Could you carry on the news passage about Wisconsin's dispute over public-employee benefits, picking up after its last sentence? The material that follows the passage is not part of it.

#### QUOTED TEXT ####

Wisconsin’s growing war over public-employee benefits is becoming a major battleground between President Barack Obama and grass-roots conservatives who say the time has come to restore sanity to state, local and federal budgets. As the drama unfolds in America's heartland, other states are paying close attention and may follow Wisconsin's example in an effort to restore fiscal discipline.
“We’re not going to allow for one minute the protesters to feel that they can drown out the voices of those millions of taxpayers all across the state of Wisconsin,” Gov. Scott Walker told the media
Friday evening, as the crisis over his proposal to scale back benefits and rein in public-employee unions sharply escalated Friday.
Obama gave the green light this week for his campaign operation, Organizing for America, to jump into the Wisconsin donnybrook. Politico’s Ben Smith reports that Organizing for America has been staffing phone rooms, filling buses with protesters, and urging supporters to support the labor disruptions in Wisconsin that have led to hundreds of school closures and the effective shutdown of the state legislature.

#### MATERIAL PROVIDED ####

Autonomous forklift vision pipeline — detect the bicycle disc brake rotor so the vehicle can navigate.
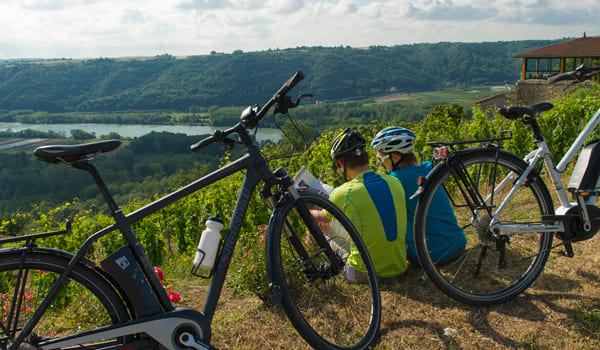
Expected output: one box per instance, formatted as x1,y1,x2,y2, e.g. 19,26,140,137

####

ANSWER TO THIS EXERCISE>
Obama this week delivered a media broadside, charging that Walker is “short sighted” for rejecting a federal handout to build a rail connection between Milwaukee and Madison. Obama also blasted Walker for conducting “an assault on unions.”
Walker offered the president some friendly advice during an appearance Friday morning on Fox News. “It would be wise for the president and others in Washington to focus on balancing their budget, which they are a long ways from doing,” said the Wisconsin Republican.
Now it appears the cavalry is coming for Walker, in the form of grass-roots conservatives and the tea parties.
Tea party activists are expected to show up in droves to the “I Stand with Scott Walker Rally” scheduled for noon Saturday on the south steps of the Wisconsin State Capitol. The event is being hosted by American Majority, the nonprofit conservative leadership training organization.
Increasingly, the battle lines in the conflict are clear. On one side are Obama and big labor. On the other are Walker and grass-roots conservatives.
"We won't let intimidation and bullying tactics destroy opportunity and prosperity for future generations,” Tea Party Patriots leader Everett Wilkinson tells Newsmax. “America is broke and we can't afford the unions creating an ‘untouchable’ class.”
The political stakes for Obama could hardly be higher.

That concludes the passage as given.